▶ **BRIEF**: Starting at the beginning of the data and stopping after the line containing "370 159 L 423", write those lines again with "foliage" changed to "greenery" and nothing else altered. Leave out the pictures.

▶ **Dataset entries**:

— START —

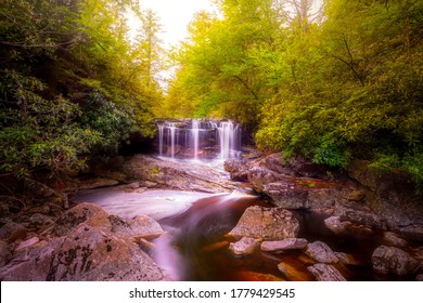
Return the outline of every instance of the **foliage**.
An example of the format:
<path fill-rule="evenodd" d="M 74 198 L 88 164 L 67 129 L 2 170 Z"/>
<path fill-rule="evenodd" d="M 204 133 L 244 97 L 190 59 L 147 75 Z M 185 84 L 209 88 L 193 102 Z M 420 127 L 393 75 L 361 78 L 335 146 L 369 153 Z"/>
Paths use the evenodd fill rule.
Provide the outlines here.
<path fill-rule="evenodd" d="M 370 159 L 423 186 L 422 1 L 216 2 L 175 54 L 169 116 L 234 118 L 262 149 Z"/>
<path fill-rule="evenodd" d="M 154 43 L 130 40 L 128 12 Z M 0 15 L 3 173 L 79 169 L 93 154 L 117 153 L 132 132 L 153 135 L 163 93 L 152 12 L 136 0 L 4 0 Z"/>

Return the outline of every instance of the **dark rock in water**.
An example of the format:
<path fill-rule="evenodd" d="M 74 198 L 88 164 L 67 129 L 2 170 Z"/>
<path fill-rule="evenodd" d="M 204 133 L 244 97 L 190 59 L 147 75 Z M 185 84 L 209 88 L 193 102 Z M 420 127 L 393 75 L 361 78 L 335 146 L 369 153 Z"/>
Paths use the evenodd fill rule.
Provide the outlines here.
<path fill-rule="evenodd" d="M 230 243 L 229 250 L 235 255 L 247 255 L 252 254 L 259 245 L 260 242 L 256 239 L 242 237 L 238 242 Z"/>
<path fill-rule="evenodd" d="M 308 241 L 303 238 L 286 238 L 280 241 L 264 241 L 260 246 L 262 251 L 281 252 L 285 250 L 304 249 Z"/>
<path fill-rule="evenodd" d="M 248 168 L 244 159 L 228 159 L 225 161 L 225 170 L 230 173 L 233 181 L 246 182 L 248 180 Z"/>
<path fill-rule="evenodd" d="M 343 221 L 339 216 L 330 216 L 324 220 L 324 225 L 338 236 L 372 237 L 373 230 L 364 225 L 352 224 L 349 221 Z"/>
<path fill-rule="evenodd" d="M 401 239 L 397 234 L 393 232 L 383 233 L 382 242 L 385 246 L 393 247 L 407 247 L 408 242 L 405 239 Z"/>
<path fill-rule="evenodd" d="M 355 224 L 369 226 L 377 229 L 386 229 L 386 222 L 381 216 L 370 212 L 355 209 L 344 209 L 341 213 L 341 221 L 348 221 Z"/>
<path fill-rule="evenodd" d="M 414 224 L 399 228 L 401 235 L 413 241 L 423 241 L 423 225 Z"/>
<path fill-rule="evenodd" d="M 29 218 L 29 226 L 31 226 L 33 228 L 47 227 L 53 223 L 54 223 L 53 218 L 41 213 L 35 213 Z"/>
<path fill-rule="evenodd" d="M 241 216 L 236 226 L 229 233 L 235 238 L 251 237 L 264 240 L 296 238 L 299 230 L 298 220 L 292 212 L 282 208 L 249 207 Z"/>
<path fill-rule="evenodd" d="M 248 182 L 258 193 L 262 192 L 265 185 L 280 181 L 282 179 L 286 179 L 286 176 L 284 175 L 260 167 L 254 167 L 249 169 L 247 177 Z"/>
<path fill-rule="evenodd" d="M 312 266 L 308 266 L 307 269 L 318 281 L 346 281 L 339 271 L 332 265 L 318 263 Z"/>
<path fill-rule="evenodd" d="M 332 249 L 321 241 L 308 243 L 306 254 L 320 263 L 337 263 L 339 261 Z"/>
<path fill-rule="evenodd" d="M 0 240 L 0 267 L 12 259 L 12 250 L 9 243 Z"/>
<path fill-rule="evenodd" d="M 108 187 L 119 184 L 117 180 L 107 179 L 107 177 L 95 177 L 91 180 L 84 180 L 78 186 L 79 189 L 94 189 L 101 187 Z"/>
<path fill-rule="evenodd" d="M 308 203 L 308 192 L 302 186 L 297 186 L 292 177 L 264 185 L 262 193 L 272 198 L 279 207 L 286 209 L 310 208 Z"/>
<path fill-rule="evenodd" d="M 316 164 L 299 156 L 290 159 L 289 164 L 291 169 L 300 176 L 321 177 L 324 176 L 326 172 L 323 166 Z"/>
<path fill-rule="evenodd" d="M 164 233 L 162 226 L 148 215 L 137 215 L 130 220 L 123 220 L 117 215 L 110 215 L 108 221 L 112 224 L 113 233 L 134 240 L 155 238 Z"/>
<path fill-rule="evenodd" d="M 396 169 L 382 171 L 372 167 L 370 161 L 354 160 L 348 174 L 360 183 L 366 190 L 363 200 L 386 221 L 389 229 L 421 224 L 422 197 L 415 194 L 407 173 Z"/>
<path fill-rule="evenodd" d="M 406 251 L 381 246 L 372 255 L 373 269 L 377 274 L 406 276 L 415 273 L 421 264 Z"/>
<path fill-rule="evenodd" d="M 324 225 L 336 235 L 347 235 L 351 224 L 348 221 L 341 221 L 339 216 L 330 216 L 324 220 Z"/>
<path fill-rule="evenodd" d="M 26 227 L 18 223 L 8 222 L 0 228 L 0 239 L 8 242 L 25 239 L 26 235 Z"/>
<path fill-rule="evenodd" d="M 308 281 L 311 276 L 307 272 L 299 271 L 287 262 L 278 264 L 278 269 L 291 281 Z"/>

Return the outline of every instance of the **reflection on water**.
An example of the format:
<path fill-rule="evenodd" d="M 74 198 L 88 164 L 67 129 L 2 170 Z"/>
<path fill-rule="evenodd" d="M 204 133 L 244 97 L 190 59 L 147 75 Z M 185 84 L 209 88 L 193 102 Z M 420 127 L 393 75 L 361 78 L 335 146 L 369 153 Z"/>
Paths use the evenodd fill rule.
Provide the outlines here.
<path fill-rule="evenodd" d="M 125 219 L 148 214 L 166 233 L 154 240 L 153 258 L 174 280 L 312 280 L 307 271 L 312 263 L 300 251 L 272 254 L 257 250 L 248 256 L 234 256 L 228 250 L 234 239 L 227 236 L 246 208 L 271 207 L 261 198 L 240 192 L 201 194 L 175 190 L 149 190 L 142 194 L 121 189 L 95 189 L 81 193 L 75 200 L 90 201 Z M 338 268 L 348 280 L 372 280 L 370 255 L 374 238 L 336 237 L 322 215 L 295 211 L 300 222 L 299 237 L 321 240 L 332 249 L 354 253 L 360 266 Z M 290 274 L 282 274 L 283 262 Z"/>

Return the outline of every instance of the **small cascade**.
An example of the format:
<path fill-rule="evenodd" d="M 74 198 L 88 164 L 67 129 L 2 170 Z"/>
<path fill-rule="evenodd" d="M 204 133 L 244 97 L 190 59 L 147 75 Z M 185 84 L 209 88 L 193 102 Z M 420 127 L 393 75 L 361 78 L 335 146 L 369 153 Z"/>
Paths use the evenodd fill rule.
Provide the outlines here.
<path fill-rule="evenodd" d="M 200 141 L 200 120 L 192 120 L 191 135 L 193 141 L 194 160 L 198 159 L 198 141 Z"/>
<path fill-rule="evenodd" d="M 158 154 L 163 156 L 163 134 L 165 131 L 164 124 L 158 124 Z"/>
<path fill-rule="evenodd" d="M 177 132 L 176 123 L 169 124 L 169 135 L 170 135 L 170 157 L 175 158 L 175 134 Z"/>
<path fill-rule="evenodd" d="M 238 146 L 239 137 L 239 124 L 233 121 L 221 121 L 218 127 L 219 131 L 219 141 L 220 141 L 220 158 L 235 158 L 236 152 L 241 149 L 241 146 Z"/>
<path fill-rule="evenodd" d="M 230 120 L 158 121 L 158 154 L 171 159 L 228 159 L 241 155 L 241 128 Z"/>

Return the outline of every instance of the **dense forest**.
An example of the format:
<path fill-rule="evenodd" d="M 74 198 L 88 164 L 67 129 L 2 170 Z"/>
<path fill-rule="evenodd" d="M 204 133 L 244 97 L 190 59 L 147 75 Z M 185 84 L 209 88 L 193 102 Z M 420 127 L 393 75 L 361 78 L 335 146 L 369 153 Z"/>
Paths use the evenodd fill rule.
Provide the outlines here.
<path fill-rule="evenodd" d="M 75 171 L 153 136 L 157 117 L 218 117 L 260 149 L 334 169 L 368 159 L 423 185 L 422 1 L 215 4 L 165 54 L 137 0 L 2 0 L 0 174 Z"/>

— END —

▶ **SOLUTION TO THE EXERCISE**:
Return the outline of every instance of the **greenery**.
An example of the format:
<path fill-rule="evenodd" d="M 74 198 L 88 164 L 67 129 L 2 170 Z"/>
<path fill-rule="evenodd" d="M 204 133 L 244 97 L 190 59 L 147 75 Z M 185 84 L 209 88 L 193 102 Z M 420 127 L 393 75 L 361 78 L 335 146 L 369 153 Z"/>
Paths use the evenodd fill rule.
Provide the outlines here.
<path fill-rule="evenodd" d="M 370 159 L 423 186 L 422 1 L 216 2 L 175 54 L 169 116 L 234 118 L 262 149 Z"/>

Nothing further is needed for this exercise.